• **PAGE EXCERPT**
_ _ _

Brazil Inflation-Rate Retreat Bolsters Central Bank Credibility
--Brazil prices rise at softer pace in May, causing 12-month rate to drop under 5%
--Latest inflation, economic data support Brazilian Central Bank's latest moves
--Inflation converging on 2012 target, but some economists see troubles in 2013
By Jeff Fick
RIO DE JANEIRO--Brazil's inflation rate continued its steady retreat last month toward the government's target, as weak economic activity and global uncertainties slow price gains in Latin America's largest economy.
A dramatic decline in airfares and softer price increases for cigarettes and medicines offset advancing food prices, the Brazilian Institute of Geography and Statistics, or IBGE, said Wednesday. Consumer prices rose a lower-than-expected 0.36% in May, causing the widely watched rolling 12-month inflation rate to retreat to 4.99%--the first time the measure has been below 5% since September 2010.
The May inflation figure "is going to reinforce the central bank's confidence that inflation is retreating," said Flavio Serrano, an economist at Banco Espirito Santo.
While the Brazilian Central Bank has received a fair amount of criticism from economists for its decisions, the latest economic indicators suggest the bank largely has made the right calls. Brazil's inflation remains on a path toward convergence with the bank's 4.5% target, while much-maligned interest-rate cuts should help boost activity amid a local slowdown.
"The inflation curve seems to have finally started to bend down," said Goldman Sachs in a research report. The improved outlook for domestic inflation, weak economic growth and global uncertainties likely will mean more interest- rate cuts and stimulus measures, the firm said. Brazil's government may even resort to a surprise move to snap the country out of its malaise.
"If the economy fails to respond and the external backdrop deteriorates, we do not rule out the possibility that the government could formally announce a reduction in primary fiscal surplus target," Goldman Sachs said. Brazil currently is targeting a primary surplus of 3.1% of gross domestic product.

_ _ _

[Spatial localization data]
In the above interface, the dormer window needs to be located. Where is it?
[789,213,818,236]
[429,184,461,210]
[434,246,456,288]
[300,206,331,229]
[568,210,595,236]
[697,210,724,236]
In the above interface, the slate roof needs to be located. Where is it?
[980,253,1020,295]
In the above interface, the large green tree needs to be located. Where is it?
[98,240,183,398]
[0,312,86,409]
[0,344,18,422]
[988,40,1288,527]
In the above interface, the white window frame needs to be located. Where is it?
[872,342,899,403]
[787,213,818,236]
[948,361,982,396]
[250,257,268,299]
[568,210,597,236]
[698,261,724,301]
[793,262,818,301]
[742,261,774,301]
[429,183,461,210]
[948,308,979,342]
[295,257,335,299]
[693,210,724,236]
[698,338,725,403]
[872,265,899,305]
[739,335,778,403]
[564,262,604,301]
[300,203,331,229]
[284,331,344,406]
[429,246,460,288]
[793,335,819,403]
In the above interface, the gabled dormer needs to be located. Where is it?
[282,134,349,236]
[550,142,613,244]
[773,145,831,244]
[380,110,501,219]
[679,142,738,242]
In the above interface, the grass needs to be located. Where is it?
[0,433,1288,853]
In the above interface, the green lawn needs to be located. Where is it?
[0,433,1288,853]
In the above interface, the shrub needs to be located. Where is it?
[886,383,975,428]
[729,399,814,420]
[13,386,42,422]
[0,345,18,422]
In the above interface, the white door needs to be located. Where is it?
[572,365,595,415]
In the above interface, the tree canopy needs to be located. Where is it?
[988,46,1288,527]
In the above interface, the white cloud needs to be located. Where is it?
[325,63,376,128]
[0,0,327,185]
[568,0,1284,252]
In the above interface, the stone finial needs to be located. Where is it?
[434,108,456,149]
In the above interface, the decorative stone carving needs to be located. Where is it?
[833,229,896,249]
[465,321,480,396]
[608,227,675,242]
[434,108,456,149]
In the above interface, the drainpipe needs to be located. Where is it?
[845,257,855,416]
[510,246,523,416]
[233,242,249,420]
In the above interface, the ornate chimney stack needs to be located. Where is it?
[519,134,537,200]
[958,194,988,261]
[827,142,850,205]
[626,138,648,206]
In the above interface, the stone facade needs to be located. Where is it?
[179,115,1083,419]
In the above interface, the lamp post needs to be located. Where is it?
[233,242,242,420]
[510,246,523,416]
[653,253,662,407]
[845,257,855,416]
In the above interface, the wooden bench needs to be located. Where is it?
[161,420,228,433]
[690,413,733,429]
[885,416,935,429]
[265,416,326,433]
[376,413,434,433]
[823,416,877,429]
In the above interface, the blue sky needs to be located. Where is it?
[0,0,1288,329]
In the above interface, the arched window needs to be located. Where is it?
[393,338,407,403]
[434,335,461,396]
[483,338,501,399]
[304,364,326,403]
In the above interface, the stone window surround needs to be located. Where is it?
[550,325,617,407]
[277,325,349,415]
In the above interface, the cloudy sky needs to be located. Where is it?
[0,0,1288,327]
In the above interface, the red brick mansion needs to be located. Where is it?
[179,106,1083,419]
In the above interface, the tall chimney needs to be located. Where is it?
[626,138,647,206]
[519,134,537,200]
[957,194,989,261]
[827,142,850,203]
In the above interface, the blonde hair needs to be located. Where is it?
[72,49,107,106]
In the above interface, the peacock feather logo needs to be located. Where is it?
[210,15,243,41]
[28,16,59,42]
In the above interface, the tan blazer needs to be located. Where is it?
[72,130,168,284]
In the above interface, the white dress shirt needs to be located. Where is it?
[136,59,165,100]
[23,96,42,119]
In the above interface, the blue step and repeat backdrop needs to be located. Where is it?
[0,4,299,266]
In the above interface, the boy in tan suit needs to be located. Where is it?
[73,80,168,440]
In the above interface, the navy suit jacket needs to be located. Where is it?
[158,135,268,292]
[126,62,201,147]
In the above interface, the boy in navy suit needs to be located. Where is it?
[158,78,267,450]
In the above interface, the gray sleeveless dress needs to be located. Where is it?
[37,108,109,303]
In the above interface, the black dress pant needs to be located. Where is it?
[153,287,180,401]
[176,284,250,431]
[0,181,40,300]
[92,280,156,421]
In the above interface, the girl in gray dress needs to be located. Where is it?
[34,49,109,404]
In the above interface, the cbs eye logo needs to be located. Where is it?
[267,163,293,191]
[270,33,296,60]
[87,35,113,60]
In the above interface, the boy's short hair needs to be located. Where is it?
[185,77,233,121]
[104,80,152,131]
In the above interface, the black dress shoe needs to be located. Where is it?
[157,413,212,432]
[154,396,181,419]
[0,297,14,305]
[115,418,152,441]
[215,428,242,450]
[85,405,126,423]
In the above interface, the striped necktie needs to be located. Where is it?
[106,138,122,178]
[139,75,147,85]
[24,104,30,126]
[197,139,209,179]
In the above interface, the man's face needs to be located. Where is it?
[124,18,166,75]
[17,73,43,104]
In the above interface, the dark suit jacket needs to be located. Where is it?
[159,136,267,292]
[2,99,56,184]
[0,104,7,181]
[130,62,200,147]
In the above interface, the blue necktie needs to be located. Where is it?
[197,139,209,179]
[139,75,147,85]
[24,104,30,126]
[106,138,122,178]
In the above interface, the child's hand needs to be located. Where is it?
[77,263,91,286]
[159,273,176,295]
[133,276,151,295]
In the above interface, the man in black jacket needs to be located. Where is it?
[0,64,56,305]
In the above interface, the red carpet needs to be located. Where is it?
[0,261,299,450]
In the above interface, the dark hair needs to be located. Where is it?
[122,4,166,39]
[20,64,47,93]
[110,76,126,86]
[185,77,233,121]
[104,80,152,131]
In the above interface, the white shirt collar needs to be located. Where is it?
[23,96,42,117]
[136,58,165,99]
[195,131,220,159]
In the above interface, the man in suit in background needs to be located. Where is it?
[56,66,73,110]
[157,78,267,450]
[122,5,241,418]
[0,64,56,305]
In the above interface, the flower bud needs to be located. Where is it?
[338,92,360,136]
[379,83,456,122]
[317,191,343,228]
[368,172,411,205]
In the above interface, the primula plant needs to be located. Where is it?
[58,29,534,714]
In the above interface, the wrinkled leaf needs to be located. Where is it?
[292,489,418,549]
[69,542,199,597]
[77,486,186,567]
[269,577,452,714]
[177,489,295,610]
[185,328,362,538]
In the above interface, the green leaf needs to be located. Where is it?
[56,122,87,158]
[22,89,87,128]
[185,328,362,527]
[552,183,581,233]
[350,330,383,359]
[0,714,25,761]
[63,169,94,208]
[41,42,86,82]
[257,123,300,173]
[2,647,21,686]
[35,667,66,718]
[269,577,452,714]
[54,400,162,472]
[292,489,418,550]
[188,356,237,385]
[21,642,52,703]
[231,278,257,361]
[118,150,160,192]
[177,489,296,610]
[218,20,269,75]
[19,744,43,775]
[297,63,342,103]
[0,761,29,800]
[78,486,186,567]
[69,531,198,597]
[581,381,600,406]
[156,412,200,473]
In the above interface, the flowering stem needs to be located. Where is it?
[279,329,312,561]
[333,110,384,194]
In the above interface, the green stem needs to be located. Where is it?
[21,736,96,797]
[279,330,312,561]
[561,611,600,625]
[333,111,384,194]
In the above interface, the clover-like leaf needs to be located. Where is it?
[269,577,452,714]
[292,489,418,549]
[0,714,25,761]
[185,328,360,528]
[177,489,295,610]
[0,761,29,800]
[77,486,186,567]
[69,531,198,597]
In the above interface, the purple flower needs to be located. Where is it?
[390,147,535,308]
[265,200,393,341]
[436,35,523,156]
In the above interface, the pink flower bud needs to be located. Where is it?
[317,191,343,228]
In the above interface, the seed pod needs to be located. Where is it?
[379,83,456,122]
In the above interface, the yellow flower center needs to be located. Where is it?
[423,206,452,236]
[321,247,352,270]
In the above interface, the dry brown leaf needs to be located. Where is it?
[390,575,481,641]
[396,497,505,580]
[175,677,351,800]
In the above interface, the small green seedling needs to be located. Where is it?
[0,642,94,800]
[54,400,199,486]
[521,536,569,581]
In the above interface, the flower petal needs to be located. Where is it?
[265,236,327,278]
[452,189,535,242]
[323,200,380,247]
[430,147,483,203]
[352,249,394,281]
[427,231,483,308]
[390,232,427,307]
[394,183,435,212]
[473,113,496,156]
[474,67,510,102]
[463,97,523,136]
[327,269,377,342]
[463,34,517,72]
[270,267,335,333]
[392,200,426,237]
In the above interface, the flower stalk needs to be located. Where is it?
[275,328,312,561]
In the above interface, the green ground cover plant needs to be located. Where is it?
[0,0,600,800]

_ _ _

• **WHAT TO DO**
Echo the article on Brazil's inflation rate word for word, starting at "A dramatic decline" and ending at "since September 2010.". The data shown after the article is separate material and has no connection to the article's content.

• **ANSWER TO THIS PROBLEM**
A dramatic decline in airfares and softer price increases for cigarettes and medicines offset advancing food prices, the Brazilian Institute of Geography and Statistics, or IBGE, said Wednesday. Consumer prices rose a lower-than-expected 0.36% in May, causing the widely watched rolling 12-month inflation rate to retreat to 4.99%--the first time the measure has been below 5% since September 2010.